>>>>

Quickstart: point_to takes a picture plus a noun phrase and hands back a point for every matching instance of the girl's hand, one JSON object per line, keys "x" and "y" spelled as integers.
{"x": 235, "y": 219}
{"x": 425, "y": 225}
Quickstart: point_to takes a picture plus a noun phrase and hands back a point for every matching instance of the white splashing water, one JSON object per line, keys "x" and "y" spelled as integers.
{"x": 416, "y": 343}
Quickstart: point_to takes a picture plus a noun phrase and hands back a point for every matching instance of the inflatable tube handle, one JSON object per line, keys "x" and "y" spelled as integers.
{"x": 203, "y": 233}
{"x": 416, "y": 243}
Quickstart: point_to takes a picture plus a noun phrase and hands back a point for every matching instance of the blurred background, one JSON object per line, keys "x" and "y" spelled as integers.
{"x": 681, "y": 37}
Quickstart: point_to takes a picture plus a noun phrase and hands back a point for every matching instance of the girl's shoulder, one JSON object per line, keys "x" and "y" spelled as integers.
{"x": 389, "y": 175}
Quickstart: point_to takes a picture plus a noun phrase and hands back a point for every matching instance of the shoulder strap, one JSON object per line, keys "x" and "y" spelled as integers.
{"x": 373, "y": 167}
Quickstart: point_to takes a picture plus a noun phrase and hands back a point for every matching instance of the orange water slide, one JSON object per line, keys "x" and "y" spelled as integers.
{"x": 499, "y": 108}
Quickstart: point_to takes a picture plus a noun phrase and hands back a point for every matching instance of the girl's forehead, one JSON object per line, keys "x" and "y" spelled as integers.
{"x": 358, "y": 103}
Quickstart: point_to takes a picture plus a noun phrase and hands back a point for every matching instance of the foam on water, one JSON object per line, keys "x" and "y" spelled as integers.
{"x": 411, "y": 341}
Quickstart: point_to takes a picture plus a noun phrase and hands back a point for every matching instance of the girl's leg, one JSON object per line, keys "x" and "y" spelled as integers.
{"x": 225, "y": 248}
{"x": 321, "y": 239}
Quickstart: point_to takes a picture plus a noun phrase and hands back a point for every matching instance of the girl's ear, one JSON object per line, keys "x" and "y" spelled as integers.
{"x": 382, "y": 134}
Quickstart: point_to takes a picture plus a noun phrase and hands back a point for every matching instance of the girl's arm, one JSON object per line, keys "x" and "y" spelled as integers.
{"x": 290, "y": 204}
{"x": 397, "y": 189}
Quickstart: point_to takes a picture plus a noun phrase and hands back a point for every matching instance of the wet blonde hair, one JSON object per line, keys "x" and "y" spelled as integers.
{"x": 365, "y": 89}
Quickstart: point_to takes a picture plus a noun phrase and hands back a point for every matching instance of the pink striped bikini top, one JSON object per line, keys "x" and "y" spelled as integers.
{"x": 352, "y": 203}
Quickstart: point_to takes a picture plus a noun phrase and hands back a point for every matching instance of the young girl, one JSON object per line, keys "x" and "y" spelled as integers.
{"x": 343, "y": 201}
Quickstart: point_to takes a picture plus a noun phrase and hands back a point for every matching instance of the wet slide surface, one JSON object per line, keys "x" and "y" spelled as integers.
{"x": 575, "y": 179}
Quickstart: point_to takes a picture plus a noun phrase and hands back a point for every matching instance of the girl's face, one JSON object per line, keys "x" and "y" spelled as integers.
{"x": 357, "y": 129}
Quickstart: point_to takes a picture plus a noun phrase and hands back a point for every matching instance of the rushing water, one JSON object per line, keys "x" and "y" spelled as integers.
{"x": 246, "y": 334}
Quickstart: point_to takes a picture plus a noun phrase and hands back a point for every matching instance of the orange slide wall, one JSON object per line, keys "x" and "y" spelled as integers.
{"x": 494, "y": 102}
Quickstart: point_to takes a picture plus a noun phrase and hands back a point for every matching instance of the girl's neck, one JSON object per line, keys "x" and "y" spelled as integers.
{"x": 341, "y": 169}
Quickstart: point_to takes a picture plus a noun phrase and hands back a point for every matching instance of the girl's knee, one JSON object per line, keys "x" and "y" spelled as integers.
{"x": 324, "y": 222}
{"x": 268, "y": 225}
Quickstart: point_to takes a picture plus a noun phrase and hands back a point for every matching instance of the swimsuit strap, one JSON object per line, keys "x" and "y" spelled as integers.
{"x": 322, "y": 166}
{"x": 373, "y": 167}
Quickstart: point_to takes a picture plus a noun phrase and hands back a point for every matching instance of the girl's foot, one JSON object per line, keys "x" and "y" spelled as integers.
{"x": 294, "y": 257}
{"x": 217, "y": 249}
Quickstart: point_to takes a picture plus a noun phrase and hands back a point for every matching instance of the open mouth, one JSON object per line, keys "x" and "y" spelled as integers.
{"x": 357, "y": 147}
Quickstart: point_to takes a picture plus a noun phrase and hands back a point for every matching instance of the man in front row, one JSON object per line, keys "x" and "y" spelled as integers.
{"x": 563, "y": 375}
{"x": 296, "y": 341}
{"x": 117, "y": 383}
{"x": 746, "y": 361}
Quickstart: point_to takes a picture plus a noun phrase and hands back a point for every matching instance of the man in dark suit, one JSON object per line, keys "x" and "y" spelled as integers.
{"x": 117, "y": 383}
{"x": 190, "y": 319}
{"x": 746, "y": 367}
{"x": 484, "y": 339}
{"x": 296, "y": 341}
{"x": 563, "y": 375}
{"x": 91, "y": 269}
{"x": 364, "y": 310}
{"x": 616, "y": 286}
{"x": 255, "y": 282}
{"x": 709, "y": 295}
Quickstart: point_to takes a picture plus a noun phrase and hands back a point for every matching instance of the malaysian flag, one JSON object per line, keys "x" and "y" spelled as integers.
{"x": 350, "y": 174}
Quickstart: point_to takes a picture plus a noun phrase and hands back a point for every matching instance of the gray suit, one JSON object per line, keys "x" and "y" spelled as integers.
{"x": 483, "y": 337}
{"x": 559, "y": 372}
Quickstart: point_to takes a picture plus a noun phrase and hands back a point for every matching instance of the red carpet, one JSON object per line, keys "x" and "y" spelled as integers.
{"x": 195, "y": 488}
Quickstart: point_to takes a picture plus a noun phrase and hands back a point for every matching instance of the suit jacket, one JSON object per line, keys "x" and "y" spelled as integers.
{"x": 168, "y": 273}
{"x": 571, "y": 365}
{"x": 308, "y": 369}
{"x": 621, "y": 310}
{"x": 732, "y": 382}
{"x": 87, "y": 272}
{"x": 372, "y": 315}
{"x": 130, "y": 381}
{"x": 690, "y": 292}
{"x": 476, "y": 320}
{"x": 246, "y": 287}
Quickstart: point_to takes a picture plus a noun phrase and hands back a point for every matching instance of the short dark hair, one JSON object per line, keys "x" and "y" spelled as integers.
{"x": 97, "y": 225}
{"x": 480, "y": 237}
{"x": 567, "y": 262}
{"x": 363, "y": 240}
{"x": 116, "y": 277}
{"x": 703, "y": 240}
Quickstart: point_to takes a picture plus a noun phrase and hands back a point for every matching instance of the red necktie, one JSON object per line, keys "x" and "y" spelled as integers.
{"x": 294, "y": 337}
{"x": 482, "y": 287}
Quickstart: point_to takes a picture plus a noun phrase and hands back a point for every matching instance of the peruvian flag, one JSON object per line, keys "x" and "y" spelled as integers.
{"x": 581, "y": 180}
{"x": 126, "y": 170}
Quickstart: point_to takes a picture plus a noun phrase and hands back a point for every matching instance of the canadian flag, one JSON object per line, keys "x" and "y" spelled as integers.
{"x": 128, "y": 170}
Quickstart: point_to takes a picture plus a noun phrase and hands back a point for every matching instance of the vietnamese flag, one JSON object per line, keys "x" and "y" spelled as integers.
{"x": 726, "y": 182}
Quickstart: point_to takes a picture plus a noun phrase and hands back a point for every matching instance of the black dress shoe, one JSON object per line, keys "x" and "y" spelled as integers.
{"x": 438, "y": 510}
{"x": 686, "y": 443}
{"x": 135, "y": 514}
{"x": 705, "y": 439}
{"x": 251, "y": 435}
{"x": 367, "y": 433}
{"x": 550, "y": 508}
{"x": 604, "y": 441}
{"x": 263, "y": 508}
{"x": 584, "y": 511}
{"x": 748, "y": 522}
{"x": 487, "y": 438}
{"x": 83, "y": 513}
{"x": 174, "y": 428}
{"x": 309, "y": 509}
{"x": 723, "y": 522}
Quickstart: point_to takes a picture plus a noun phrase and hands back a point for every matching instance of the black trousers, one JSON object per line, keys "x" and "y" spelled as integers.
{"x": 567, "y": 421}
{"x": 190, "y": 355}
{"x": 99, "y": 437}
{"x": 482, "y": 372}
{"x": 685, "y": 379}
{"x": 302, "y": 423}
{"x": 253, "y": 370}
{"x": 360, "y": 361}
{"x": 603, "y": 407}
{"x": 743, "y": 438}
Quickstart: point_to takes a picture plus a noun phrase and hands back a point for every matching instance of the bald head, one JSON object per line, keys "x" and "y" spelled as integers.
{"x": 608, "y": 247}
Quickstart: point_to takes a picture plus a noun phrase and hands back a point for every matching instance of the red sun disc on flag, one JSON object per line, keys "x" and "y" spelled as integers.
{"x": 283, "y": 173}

<<<<

**The task**
Would you copy out exactly the lines from the one holding "the red sun" through the end of the entries above, both ends included?

**Exercise response**
Quickstart: point_to takes a picture plus a noun phrase and hands back a point for every matching instance of the red sun disc on flag, one JSON object per line, keys "x" and "y" spelled as integers.
{"x": 283, "y": 173}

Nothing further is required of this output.